(DIRECTION) Retype the records below line for line without changing anything, but leave the pictures out.
------------------------------------------------
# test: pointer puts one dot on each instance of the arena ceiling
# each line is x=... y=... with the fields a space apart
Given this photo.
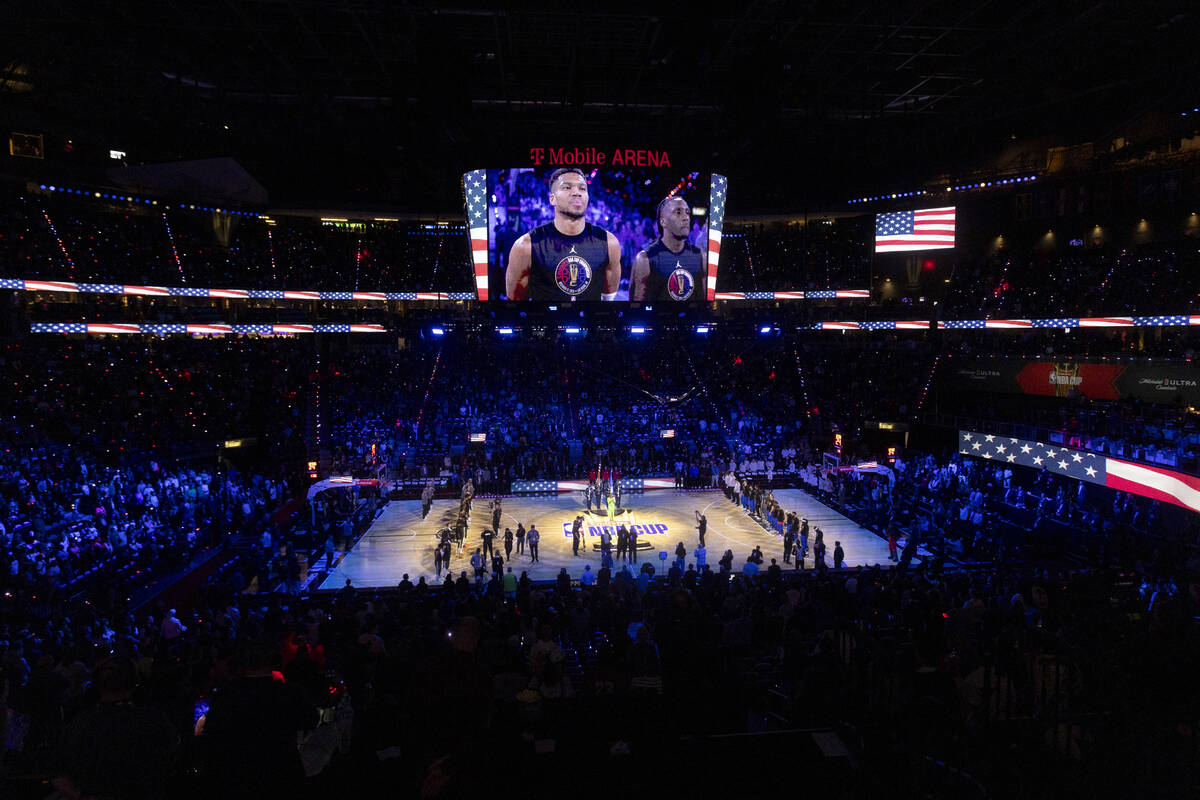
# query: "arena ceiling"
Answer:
------------------------------------------------
(IN RESPONSE)
# test: pointer puts one dot on each instance of the arena ceiling
# each line is x=... y=... with the fields a space apart
Given this photo.
# query: "arena ceiling"
Answer:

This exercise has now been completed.